REQUIRED TASK 1: Say whether each statement agrees with the keytab forum thread, answering yes or no and quoting the deciding words: (a) Elvin asked for the output of sum /etc/eos.keytab on the master MGM; (b) Veselin reports that the read never succeeds; (c) the daemon entry sits in the first row of the keytab.
REQUIRED TASK 2: Pull out the passage of the keytab forum thread starting at "July 5, 2018, 1:12pm" and ending at "in a while.".
REQUIRED TASK 3: Continue the keytab forum thread from its last line.

SELECTED PASSAGE:
-=-=-=-=-
Could you please post the output of the following commands?
on the master MGM: sum /etc/eos.keytab
on the slave MGM : sum /etc/eos.keytab
on host s-jrciprjeos145p.cidsn.jrc.it: sum /etc/eos.keytab
Thanks,
Elvin
vessko
(Veselin Vasilev)
July 5, 2018, 1:12pm
5
Ciao Elvin,
We have several other users in the keytabs of the MGMs, the one that maters the daemon one is in the last row so here is the output:
Master: tail -n 1 /etc/eos.keytab | sum
29985 1
Slave: tail -n 1 /etc/eos.keytab | sum
29985 1
FST: tail -n 1 /etc/eos.keytab | sum
29985 1
And keep in mind that the read succeeds every once in a while.
Cheers,
Veselin
esindril
(Elvin Alin Sindrilaru)
-=-=-=-=-
SUPPLIED INFORMATION:
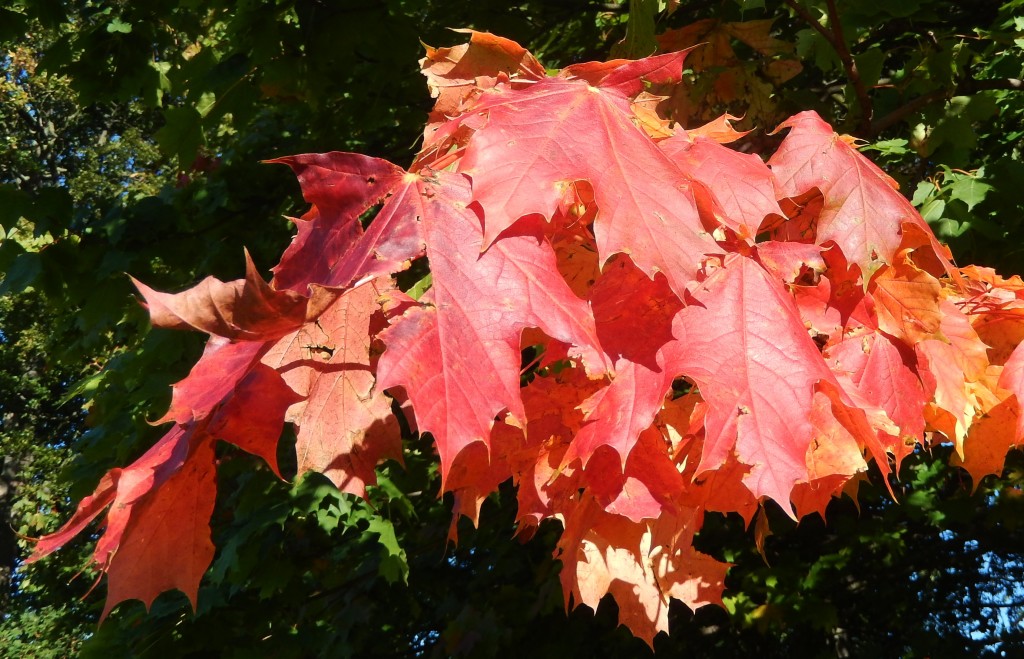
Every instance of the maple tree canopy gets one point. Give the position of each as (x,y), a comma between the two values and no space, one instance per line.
(705,332)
-=-=-=-=-
REPLY 1:
(a) Yes: "on the master MGM: sum /etc/eos.keytab"
(b) No: "the read succeeds every once in a while"
(c) No: "is in the last row"

REPLY 2:
July 5, 2018, 1:12pm
5
Ciao Elvin,
We have several other users in the keytabs of the MGMs, the one that maters the daemon one is in the last row so here is the output:
Master: tail -n 1 /etc/eos.keytab | sum
29985 1
Slave: tail -n 1 /etc/eos.keytab | sum
29985 1
FST: tail -n 1 /etc/eos.keytab | sum
29985 1
And keep in mind that the read succeeds every once in a while.

REPLY 3:
July 9, 2018, 4:44pm
6
Hi Veselin,
I might have found the reason for the flipping online/offline status for the FSTs. I’m about to tag 4.2.28 and maybe you can give it a try. This should fix the issues that you’ve encountered. The new tag should be in the repos tomorrow.
Cheers,
Elvin
franck-jrc
(Franck Eyraud)
July 16, 2018, 1:26pm
7
Hi Elvin,
Thank you for your answer, Veselin has now left, but I will try to upgrade the slave at convenient moment, and let you know.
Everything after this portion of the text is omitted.